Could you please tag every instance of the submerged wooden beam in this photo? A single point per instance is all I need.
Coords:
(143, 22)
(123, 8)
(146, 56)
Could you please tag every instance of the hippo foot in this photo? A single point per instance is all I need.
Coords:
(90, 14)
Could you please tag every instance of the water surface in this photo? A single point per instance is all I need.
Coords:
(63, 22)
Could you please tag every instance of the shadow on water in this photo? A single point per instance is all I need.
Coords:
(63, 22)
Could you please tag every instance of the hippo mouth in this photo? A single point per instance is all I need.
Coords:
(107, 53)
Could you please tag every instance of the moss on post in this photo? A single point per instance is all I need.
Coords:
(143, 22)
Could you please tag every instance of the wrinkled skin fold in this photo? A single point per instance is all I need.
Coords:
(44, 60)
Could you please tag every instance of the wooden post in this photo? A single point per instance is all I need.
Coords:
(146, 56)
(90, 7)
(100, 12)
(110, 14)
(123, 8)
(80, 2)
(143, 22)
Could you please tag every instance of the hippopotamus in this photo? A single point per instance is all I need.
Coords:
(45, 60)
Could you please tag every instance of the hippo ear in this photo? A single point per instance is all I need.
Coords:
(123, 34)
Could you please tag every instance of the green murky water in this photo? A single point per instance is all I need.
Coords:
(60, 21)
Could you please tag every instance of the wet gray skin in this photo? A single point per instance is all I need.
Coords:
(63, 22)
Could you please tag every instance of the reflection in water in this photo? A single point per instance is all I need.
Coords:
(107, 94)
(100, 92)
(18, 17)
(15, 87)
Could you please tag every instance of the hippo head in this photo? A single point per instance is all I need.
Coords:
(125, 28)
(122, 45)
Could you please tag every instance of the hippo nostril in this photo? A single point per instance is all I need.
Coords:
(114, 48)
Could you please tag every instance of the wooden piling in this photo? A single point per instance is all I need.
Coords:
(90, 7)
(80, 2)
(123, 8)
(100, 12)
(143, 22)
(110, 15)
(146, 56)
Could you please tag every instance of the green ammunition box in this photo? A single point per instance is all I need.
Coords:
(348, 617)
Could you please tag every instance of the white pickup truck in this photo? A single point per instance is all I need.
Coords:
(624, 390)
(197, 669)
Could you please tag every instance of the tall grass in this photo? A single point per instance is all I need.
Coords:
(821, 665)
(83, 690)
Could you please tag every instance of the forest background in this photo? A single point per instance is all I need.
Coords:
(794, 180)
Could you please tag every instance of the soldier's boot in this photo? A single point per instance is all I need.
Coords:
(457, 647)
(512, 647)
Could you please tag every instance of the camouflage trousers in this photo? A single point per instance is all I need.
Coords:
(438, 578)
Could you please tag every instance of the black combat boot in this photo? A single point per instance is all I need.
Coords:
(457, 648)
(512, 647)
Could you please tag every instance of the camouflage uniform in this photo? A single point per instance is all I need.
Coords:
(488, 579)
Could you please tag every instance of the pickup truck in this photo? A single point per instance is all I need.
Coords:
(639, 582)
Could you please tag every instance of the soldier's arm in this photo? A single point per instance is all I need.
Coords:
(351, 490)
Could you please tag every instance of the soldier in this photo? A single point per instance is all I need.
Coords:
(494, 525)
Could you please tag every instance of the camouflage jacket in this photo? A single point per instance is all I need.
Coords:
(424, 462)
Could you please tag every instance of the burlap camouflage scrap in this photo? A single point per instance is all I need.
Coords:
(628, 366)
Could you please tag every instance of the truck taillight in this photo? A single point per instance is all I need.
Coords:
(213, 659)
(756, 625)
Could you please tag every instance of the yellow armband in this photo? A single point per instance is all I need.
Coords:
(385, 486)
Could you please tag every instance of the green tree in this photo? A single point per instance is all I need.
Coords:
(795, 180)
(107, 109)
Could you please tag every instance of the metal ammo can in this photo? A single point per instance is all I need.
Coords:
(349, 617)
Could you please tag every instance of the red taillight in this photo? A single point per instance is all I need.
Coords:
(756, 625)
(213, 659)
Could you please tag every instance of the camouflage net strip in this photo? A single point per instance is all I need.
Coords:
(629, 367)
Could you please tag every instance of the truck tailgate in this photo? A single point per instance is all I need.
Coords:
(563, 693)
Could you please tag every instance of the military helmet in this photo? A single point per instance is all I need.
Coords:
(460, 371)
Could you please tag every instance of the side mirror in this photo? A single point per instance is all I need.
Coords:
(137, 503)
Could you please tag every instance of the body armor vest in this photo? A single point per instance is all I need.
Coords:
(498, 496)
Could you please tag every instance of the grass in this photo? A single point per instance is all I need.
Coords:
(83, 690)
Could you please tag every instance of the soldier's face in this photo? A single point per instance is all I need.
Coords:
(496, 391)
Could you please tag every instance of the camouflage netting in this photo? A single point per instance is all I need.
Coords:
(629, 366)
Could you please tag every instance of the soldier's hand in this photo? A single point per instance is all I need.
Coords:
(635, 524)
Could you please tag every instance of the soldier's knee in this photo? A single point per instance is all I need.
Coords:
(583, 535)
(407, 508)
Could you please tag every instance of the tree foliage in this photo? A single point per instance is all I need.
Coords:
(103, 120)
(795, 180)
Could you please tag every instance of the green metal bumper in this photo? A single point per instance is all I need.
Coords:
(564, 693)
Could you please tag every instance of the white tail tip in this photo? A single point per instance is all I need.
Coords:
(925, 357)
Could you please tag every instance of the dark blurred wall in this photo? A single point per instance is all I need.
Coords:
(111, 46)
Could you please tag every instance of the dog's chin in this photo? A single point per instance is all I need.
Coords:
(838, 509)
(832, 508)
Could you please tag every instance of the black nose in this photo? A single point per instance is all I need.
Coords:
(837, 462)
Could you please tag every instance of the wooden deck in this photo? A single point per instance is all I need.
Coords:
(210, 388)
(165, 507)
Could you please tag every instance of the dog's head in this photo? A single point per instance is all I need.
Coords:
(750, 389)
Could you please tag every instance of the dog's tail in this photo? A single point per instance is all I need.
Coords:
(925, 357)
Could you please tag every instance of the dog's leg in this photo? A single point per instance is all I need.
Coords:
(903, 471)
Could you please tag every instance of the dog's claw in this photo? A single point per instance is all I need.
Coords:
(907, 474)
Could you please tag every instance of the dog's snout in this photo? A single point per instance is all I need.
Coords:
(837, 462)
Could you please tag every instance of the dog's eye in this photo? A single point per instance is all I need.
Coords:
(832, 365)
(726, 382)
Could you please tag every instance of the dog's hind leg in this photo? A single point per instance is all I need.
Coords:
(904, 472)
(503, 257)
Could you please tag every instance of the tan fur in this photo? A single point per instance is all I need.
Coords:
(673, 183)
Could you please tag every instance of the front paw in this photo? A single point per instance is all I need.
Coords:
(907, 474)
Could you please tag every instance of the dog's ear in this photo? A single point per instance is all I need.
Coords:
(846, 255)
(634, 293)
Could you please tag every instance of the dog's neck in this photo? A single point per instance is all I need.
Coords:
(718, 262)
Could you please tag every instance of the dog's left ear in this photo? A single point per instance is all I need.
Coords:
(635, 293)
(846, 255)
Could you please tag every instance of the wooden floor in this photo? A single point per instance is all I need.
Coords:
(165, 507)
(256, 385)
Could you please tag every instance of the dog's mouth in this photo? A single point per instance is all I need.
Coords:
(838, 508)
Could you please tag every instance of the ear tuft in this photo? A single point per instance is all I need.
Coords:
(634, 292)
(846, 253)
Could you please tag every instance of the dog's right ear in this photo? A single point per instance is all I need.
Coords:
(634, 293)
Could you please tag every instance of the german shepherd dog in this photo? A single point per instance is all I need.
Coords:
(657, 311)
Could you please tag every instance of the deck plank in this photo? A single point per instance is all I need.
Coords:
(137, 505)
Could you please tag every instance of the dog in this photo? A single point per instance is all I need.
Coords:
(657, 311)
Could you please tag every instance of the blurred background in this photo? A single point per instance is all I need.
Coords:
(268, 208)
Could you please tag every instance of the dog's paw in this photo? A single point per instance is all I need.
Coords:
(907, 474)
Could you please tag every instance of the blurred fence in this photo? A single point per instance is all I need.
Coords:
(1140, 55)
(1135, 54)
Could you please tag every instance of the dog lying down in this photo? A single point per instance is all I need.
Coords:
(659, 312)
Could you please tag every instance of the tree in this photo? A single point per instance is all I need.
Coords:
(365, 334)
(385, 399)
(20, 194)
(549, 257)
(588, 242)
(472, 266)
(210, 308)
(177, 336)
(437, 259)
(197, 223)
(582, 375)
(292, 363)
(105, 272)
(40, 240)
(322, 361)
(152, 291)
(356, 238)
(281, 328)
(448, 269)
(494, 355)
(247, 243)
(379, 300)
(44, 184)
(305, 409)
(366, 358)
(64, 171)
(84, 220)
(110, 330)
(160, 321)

> [Aim of the exercise]:
What is needed is an exact copy of the lines above, from the one containing "Could you please tag every instance of the truck taillight" through the one containing "Could you please tag every instance of the yellow", with nothing added.

> [Answer section]:
Could you please tag every instance of the truck taillight in this photo? A single point per instance is all I need.
Coords:
(213, 659)
(756, 625)
Could you please tag every instance of the yellow armband in this photo? A single point per instance is all I need.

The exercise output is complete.